[TRECHO SELECIONADO]:
------
Não se pode atribuir todo processo evolutivo a um único tipo de evento, as pesquisas em biologia sugerem que a vida busca múltiplas soluções para seus problemas. Todavia, Piaget enfatiza que, do mais simples ao mais complexo destes processos, o papel do acaso não é desprezível, porém, modesto.

A teoria piagetiana preconiza uma mesma lógica tanto para as fenocópias biológicas quanto para as cognitivas. De forma que para ele a “equilibração majorante não é mais do que a expressão destes mecanismos gerais” (Piaget, 1978a, p. 188). Todavia, Piaget enfatiza que, embora haja um notável conjunto de convergências entre as funções cognitivas e orgânicas, há também um conjunto de diferenças, mostrando que o conhecimento desempenha funções que lhe são próprias.

Não é possível pensarmos que a maçã caída junto a Newton, pudesse ser a fonte de suas teorias sobre gravitação, uma vez que foi graças a todo um trabalho anterior e à sua capacidade de assimilação que um evento casual desencadeou todo um processo cognitivo. O ensaio piagetiano sobre adaptação vital e a psicologia da inteligência pode ser resumido a esta observação sobre a maçã de Newton, já que as condições prévias não fortuitas, mas necessárias para novidades aparentemente aleatórias.

Em todos os níveis, os esquemas de ação do sujeito diferenciam-se, incessantemente, por acomodação contínua aos dados novos. Toda adaptação resulta do equilíbrio entre assimilação e acomodação. Desse modo, para Piaget, a condição prévia de uma adaptação nova é uma adaptação precedente mais sua capacidade de reestruturação, num processo de fenocópias sucessivas.

Há muita similaridade entre a adaptação biológica e a cognitiva. Porém, embora a última prolongue a primeira, sua função é atingir formas irrealizáveis no domínio orgânico, tanto por sua riqueza, quanto pelo equilíbrio entre assimilação e acomodação.
Para ele, a realidade vital fundamental não é constituída nem por estruturas intemporais, nem pela sucessão histórica de acasos ou de crises, mas por processos contínuos de auto-regulações, que implicam desequilíbrios e um constante dinamismo de equilibração[8].
------
[REGISTROS PARA ANÁLISE]:

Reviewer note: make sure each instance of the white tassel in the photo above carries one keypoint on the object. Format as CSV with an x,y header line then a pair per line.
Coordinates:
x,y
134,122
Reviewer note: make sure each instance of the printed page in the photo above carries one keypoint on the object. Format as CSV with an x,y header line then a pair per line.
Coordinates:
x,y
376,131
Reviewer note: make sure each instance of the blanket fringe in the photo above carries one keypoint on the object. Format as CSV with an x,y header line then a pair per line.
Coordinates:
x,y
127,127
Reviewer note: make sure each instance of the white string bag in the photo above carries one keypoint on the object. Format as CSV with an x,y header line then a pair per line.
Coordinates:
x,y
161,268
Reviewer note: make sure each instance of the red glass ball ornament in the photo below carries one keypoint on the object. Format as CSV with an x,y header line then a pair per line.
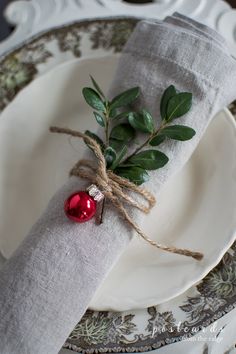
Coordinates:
x,y
80,207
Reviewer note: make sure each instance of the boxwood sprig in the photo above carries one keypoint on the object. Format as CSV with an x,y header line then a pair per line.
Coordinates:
x,y
121,123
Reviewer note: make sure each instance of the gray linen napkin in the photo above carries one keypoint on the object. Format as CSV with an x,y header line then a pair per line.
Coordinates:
x,y
48,283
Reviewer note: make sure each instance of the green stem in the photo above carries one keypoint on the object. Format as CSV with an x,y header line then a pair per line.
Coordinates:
x,y
106,114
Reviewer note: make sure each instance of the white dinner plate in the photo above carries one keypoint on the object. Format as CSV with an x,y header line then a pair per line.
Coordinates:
x,y
196,209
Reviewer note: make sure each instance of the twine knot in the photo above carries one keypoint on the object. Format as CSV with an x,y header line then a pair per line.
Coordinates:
x,y
113,187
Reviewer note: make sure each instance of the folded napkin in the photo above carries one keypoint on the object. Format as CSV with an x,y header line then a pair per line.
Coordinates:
x,y
46,286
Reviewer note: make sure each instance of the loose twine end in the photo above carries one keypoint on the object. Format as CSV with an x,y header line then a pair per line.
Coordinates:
x,y
113,187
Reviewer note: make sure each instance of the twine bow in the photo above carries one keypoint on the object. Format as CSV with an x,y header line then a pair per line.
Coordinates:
x,y
112,186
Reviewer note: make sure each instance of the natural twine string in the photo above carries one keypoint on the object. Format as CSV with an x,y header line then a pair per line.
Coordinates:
x,y
112,187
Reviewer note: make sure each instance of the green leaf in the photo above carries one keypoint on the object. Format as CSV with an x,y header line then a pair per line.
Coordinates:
x,y
157,140
134,174
168,93
119,157
142,121
178,105
125,98
110,155
123,132
93,99
96,138
178,132
149,159
117,145
99,119
97,88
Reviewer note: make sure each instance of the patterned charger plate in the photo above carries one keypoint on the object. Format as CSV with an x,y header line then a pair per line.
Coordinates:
x,y
139,330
------
[TAREFA 1]: No trecho sobre Piaget, toda adaptação resulta do equilíbrio entre o quê?
[TAREFA 2]: Por que, segundo o trecho sobre Piaget, a maçã que caiu perto de Newton não pode ser vista como a fonte das teorias dele sobre a gravitação?
[TAREFA 3]: Transcreva o trecho sobre Piaget começando em "Não se pode" e indo até "desprezível, porém, modesto.".
Use só o trecho sobre Piaget para responder.

[RESPOSTA 1]: Entre assimilação e acomodação.

[RESPOSTA 2]: Porque foi graças a todo um trabalho anterior e à capacidade de assimilação de Newton que um evento casual desencadeou todo um processo cognitivo. As condições prévias não eram fortuitas, e sim necessárias para uma novidade que parece aleatória.

[RESPOSTA 3]:
Não se pode atribuir todo processo evolutivo a um único tipo de evento, as pesquisas em biologia sugerem que a vida busca múltiplas soluções para seus problemas. Todavia, Piaget enfatiza que, do mais simples ao mais complexo destes processos, o papel do acaso não é desprezível, porém, modesto.